[EXERCISE DESCRIPTION]
In the listing below, find the line containing "Target: soil" and the line containing "Label a point on each instance of the harness". Repeat exactly those two lines and every line between them.

[MATERIAL SHOWN]
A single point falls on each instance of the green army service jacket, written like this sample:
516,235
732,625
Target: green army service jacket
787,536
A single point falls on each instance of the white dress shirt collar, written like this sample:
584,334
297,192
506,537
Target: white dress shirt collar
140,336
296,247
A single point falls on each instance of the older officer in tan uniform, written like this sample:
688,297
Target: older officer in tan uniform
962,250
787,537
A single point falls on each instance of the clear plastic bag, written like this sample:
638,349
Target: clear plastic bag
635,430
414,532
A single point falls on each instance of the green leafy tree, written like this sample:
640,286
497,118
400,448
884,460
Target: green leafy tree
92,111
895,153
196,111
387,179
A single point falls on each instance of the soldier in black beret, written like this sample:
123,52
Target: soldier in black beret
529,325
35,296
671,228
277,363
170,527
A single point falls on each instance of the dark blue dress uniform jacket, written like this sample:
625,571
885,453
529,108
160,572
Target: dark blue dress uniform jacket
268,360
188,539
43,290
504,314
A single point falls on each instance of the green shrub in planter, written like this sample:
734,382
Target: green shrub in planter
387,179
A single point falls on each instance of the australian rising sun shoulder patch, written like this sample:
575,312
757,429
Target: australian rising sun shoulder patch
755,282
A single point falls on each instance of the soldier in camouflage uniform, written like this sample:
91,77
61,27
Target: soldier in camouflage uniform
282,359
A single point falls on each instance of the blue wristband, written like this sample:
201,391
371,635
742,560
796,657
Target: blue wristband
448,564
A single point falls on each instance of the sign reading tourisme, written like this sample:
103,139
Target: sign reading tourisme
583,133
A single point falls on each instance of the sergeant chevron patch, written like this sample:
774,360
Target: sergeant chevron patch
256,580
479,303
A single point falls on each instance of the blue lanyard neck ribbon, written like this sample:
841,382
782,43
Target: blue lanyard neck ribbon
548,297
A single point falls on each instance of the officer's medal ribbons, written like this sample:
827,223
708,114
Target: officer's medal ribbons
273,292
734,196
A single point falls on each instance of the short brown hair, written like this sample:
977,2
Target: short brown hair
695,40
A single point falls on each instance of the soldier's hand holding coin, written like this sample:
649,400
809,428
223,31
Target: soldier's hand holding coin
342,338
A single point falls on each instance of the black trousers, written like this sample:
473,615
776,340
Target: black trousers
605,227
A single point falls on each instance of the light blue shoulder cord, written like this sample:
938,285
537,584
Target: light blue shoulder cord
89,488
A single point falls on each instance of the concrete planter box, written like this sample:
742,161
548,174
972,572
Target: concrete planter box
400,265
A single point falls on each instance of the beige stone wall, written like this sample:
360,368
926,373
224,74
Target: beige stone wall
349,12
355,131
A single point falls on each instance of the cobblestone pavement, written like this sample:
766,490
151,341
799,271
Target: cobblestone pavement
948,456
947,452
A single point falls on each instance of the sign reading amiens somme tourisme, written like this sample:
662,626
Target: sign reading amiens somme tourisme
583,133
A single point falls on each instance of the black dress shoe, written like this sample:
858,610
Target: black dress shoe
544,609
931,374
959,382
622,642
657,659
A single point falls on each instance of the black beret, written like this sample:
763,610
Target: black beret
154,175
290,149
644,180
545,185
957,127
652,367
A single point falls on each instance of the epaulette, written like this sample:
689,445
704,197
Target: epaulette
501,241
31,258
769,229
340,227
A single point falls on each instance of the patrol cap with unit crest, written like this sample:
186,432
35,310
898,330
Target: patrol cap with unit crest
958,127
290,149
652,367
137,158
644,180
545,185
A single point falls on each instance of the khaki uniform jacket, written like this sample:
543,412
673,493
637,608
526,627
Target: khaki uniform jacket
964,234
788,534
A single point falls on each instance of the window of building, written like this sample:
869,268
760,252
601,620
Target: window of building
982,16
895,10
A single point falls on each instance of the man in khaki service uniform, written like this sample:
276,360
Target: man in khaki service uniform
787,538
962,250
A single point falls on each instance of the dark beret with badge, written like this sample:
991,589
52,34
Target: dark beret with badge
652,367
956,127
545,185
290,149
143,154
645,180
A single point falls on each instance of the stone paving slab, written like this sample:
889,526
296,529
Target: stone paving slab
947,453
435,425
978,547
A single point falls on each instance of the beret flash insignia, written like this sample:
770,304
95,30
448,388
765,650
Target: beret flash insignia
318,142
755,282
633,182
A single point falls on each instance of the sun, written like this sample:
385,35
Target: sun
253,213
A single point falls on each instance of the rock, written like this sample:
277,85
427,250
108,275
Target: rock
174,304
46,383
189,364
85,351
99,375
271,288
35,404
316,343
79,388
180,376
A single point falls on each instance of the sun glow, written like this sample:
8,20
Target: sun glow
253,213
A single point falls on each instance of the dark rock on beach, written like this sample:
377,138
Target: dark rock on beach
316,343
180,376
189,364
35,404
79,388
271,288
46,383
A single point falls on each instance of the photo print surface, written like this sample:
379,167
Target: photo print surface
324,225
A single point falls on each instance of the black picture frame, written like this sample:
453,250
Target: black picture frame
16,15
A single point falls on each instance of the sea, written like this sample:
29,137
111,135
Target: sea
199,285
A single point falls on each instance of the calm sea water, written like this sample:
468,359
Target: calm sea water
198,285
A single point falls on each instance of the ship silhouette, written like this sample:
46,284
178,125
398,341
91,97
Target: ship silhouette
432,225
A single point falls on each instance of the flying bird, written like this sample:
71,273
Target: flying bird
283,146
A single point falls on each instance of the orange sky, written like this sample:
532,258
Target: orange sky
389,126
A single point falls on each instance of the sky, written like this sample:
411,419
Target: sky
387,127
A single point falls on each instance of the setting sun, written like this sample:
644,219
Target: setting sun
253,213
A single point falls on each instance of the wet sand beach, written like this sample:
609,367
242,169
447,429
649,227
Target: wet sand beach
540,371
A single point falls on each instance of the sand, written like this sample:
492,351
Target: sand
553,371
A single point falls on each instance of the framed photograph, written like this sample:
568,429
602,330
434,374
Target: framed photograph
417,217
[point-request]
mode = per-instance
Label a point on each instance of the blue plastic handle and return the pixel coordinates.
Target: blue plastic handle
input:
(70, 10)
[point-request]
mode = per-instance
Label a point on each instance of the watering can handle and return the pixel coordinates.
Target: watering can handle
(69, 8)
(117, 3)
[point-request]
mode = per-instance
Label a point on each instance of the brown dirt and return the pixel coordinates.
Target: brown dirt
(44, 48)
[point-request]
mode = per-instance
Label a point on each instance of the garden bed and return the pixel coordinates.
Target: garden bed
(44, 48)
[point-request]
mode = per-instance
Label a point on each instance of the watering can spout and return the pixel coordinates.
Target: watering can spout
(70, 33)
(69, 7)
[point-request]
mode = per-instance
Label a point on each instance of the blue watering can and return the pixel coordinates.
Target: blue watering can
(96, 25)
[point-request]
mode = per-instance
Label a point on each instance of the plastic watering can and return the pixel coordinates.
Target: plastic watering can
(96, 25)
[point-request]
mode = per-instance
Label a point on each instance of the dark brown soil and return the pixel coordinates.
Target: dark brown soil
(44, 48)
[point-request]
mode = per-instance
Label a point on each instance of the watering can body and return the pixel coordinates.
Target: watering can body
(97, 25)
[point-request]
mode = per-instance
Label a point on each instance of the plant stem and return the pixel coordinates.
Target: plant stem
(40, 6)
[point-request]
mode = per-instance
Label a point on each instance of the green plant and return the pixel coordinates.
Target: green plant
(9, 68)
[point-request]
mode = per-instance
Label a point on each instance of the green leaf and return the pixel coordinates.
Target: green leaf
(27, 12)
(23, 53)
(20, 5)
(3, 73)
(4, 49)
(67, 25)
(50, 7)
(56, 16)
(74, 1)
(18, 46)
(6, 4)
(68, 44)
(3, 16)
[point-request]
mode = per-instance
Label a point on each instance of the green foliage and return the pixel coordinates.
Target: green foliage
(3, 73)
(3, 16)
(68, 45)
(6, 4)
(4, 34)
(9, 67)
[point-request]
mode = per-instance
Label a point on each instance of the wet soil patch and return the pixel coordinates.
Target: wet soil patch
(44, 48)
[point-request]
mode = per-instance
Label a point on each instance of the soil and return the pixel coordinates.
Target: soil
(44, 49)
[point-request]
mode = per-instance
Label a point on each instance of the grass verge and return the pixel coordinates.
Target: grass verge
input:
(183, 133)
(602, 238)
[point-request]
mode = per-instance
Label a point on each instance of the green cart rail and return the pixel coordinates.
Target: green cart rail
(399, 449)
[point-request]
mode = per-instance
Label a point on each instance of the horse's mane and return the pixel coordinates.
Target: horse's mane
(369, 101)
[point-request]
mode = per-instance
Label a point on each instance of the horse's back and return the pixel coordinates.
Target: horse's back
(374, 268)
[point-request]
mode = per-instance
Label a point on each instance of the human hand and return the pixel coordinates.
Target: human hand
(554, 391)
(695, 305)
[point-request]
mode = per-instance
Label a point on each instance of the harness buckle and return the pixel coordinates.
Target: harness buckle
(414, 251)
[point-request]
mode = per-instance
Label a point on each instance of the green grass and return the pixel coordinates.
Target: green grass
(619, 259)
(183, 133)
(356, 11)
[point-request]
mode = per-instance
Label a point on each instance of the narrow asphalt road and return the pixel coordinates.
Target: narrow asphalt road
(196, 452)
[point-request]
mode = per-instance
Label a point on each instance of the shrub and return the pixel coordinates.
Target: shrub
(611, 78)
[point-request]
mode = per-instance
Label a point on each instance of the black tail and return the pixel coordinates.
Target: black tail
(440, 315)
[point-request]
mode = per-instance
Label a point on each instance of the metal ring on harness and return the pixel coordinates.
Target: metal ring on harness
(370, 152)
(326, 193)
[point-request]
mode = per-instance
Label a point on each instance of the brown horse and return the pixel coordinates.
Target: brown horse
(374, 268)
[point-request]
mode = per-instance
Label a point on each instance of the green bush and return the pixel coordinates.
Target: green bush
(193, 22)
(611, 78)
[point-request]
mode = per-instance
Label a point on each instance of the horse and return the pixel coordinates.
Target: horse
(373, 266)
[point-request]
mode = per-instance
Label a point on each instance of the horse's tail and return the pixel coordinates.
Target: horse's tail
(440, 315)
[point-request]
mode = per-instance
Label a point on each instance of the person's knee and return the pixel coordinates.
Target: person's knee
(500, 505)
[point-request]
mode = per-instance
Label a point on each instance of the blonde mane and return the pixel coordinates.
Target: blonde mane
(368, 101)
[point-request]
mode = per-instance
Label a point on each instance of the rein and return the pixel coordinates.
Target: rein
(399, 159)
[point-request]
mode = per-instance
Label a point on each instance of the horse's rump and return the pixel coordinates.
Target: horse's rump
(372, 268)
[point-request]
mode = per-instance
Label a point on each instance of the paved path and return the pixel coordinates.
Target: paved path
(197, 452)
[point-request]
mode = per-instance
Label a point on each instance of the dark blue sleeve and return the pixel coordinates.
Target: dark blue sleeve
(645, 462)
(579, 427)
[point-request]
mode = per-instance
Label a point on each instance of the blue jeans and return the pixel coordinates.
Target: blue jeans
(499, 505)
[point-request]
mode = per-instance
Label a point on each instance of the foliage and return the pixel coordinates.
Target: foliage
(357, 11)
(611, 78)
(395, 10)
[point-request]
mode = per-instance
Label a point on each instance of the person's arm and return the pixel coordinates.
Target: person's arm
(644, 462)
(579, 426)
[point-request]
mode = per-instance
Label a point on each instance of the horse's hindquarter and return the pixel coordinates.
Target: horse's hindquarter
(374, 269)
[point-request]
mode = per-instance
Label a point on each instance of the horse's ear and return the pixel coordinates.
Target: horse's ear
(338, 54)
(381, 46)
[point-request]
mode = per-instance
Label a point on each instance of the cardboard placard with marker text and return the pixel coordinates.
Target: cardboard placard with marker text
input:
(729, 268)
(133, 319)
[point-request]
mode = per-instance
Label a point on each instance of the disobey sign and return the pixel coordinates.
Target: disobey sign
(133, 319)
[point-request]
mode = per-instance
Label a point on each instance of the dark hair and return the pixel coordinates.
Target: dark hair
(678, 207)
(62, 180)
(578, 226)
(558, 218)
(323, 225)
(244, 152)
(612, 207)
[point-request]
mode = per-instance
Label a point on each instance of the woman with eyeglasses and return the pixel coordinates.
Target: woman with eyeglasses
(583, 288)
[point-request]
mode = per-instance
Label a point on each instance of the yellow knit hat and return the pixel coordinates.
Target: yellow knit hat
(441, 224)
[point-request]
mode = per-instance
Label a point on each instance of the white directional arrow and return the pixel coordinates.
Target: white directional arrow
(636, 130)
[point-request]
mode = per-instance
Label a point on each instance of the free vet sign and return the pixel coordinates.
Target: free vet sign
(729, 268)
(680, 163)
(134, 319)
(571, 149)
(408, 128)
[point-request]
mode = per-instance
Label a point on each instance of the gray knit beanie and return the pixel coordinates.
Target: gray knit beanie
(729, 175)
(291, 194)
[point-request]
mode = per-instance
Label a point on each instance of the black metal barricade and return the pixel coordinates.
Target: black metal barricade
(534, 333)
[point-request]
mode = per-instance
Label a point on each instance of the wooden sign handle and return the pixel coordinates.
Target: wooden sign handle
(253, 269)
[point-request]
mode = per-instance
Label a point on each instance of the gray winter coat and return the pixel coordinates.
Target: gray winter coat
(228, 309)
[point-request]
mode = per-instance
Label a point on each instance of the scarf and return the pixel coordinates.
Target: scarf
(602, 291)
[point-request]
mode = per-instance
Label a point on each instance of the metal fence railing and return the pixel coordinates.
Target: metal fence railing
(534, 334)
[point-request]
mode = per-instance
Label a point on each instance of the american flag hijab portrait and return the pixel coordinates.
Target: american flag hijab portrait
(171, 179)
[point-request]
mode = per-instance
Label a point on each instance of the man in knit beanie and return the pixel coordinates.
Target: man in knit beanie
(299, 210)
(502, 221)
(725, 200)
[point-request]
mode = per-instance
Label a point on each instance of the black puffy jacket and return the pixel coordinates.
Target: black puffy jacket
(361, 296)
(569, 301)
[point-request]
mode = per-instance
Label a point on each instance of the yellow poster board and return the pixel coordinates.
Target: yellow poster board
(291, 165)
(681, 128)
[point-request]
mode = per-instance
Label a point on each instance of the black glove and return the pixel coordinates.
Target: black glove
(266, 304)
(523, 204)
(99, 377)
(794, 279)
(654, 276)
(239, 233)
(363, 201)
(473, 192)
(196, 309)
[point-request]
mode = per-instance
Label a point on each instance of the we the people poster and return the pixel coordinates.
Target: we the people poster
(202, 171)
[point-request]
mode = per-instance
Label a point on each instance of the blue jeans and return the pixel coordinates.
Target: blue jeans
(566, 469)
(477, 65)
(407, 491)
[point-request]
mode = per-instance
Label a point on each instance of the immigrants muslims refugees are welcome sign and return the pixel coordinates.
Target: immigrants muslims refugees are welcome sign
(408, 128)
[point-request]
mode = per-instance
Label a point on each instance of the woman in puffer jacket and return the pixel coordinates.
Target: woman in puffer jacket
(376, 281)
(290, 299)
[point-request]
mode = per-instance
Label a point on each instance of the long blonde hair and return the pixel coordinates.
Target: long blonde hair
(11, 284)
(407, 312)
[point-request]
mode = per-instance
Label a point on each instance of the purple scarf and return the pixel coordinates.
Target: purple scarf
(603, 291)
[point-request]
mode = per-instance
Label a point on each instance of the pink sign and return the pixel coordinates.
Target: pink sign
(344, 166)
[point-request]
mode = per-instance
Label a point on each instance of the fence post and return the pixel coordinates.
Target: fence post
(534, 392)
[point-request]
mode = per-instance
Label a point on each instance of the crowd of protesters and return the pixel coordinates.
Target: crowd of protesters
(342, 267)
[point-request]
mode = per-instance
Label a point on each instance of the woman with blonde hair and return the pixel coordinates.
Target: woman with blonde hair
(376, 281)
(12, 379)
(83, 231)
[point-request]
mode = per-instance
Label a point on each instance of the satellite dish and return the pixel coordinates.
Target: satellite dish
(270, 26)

[RESULT OF THIS TASK]
Target: soil
(44, 49)
[point-request]
mode = per-instance
Label a point on each instance of the grass verge and return the pixel coordinates.
Target: grass verge
input:
(183, 133)
(602, 238)
[point-request]
mode = per-instance
Label a point on each instance of the green cart rail and return the pixel coordinates.
Target: green cart rail
(399, 449)
[point-request]
mode = per-instance
Label a point on each instance of the horse's mane and return the pixel coordinates.
Target: horse's mane
(369, 101)
[point-request]
mode = per-instance
Label a point on each instance of the horse's back and return the pixel coordinates.
Target: horse's back
(374, 268)
[point-request]
mode = per-instance
Label a point on each instance of the human hand and return the pixel coordinates.
Target: human hand
(554, 391)
(695, 305)
[point-request]
mode = per-instance
Label a point on each instance of the harness buckle and return the pixel coordinates.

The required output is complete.